* **WORK REQUEST**: Line by line, copy the data below exactly.

..............................

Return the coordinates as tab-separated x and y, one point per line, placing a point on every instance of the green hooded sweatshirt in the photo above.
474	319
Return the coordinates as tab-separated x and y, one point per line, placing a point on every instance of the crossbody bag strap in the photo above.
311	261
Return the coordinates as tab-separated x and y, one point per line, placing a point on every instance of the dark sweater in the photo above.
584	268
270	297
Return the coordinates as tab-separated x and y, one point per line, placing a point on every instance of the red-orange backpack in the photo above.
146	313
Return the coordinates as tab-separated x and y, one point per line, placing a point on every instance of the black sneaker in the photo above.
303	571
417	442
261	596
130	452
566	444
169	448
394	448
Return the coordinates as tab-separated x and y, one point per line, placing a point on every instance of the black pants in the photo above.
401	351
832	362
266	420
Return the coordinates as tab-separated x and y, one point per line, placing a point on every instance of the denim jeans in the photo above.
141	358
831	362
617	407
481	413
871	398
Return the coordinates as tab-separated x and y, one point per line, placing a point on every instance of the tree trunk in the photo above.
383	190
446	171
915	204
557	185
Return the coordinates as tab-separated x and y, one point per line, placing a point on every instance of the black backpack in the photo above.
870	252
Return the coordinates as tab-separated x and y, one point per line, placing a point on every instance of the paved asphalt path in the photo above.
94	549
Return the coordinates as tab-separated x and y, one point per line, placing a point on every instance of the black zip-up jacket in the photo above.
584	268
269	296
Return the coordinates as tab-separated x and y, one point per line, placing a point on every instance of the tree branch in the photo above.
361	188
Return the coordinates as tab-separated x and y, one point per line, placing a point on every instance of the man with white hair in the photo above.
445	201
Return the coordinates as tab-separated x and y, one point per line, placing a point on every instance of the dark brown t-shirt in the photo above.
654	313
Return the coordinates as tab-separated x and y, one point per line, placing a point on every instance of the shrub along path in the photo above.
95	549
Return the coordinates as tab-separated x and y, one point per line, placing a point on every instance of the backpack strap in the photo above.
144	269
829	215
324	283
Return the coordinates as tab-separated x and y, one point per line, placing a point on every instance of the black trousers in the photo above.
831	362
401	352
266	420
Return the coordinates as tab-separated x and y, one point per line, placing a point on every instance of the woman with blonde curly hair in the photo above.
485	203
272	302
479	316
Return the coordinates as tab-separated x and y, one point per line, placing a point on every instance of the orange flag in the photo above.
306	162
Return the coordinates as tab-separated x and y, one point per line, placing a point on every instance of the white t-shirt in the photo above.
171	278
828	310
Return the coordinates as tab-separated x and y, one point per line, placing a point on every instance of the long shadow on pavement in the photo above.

..............................

* **SOLVED EXERCISE**:
Return the coordinates as tab-separated x and y, one point per line, placing a point on every instance of the green hooded sweatshirt in the photo above.
474	319
Return the coordinates as tab-separated x and y, one point per line, placing a point on every instance of the crossbody bag strap in the photo above.
311	261
Return the coordinates as tab-separated x and y, one point per line, placing a point on every instance of the dark sweater in the photo above.
584	268
270	297
Return the coordinates as tab-separated x and y, one point per line, placing a point on every instance of the red-orange backpack in the photo above.
146	313
Return the coordinates as tab-separated x and y, one point per line, placing a point on every instance of the black sneaker in the photo above.
303	571
417	442
261	596
130	452
566	444
169	448
394	448
Return the coordinates as tab-separated x and y, one point per line, placing a point on every instance of the black pants in the photo above.
401	351
832	362
266	420
Return the coordinates as tab-separated x and y, one point per line, placing a point on every instance of the denim jeans in the photo above.
141	358
831	362
617	407
481	413
871	398
Return the coordinates as tab-separated x and y, one point per line, placing a point on every instance of the tree trunk in the photo above.
383	190
446	171
915	204
557	185
Return the coordinates as tab-separated x and y, one point per line, placing a point on every instance of the black backpack in the photo above.
870	252
Return the coordinates as tab-separated x and y, one point per line, placing a point on every instance of the paved asphalt path in the photo above.
94	549
Return the coordinates as tab-separated x and y, one point per line, placing a point on every instance of the black zip-up jacket in the photo above.
584	268
269	296
Return the coordinates as tab-separated x and y, one point per line, placing a point on every instance of the tree branch in the photo above.
361	188
Return the coordinates as tab-separated x and y, one point per line, placing a point on every instance of the man with white hair in the photo above.
445	201
Return the coordinates as tab-separated x and y, one point per line, placing a point on every instance of the dark brown t-shirt in the photo above.
654	313
Return the coordinates as tab-separated x and y, one point per line, placing a point on every instance of the shrub along path in the photo above.
95	549
Return the coordinates as tab-separated x and y, one point per line, placing a point on every instance of the backpack strap in the photo above.
144	269
829	215
324	283
Return the coordinates as tab-separated x and y, one point per line, placing a point on every instance of the black trousers in the photo above.
831	362
401	352
266	420
Return the coordinates as tab-separated x and y, one point per line, placing a point on every instance of the woman with blonde curly hair in the photo above.
485	203
272	302
479	316
Return the coordinates as tab-separated x and y, one point per line, placing a point on every instance of the orange flag in the photo above.
306	162
Return the coordinates as tab-separated x and y, one point per line, placing a point on every instance of the white t-shirt in the photo above.
171	278
828	310
Return the coordinates as tab-separated x and y, one point per line, placing a point on every instance of the long shadow on pavement in the photo above.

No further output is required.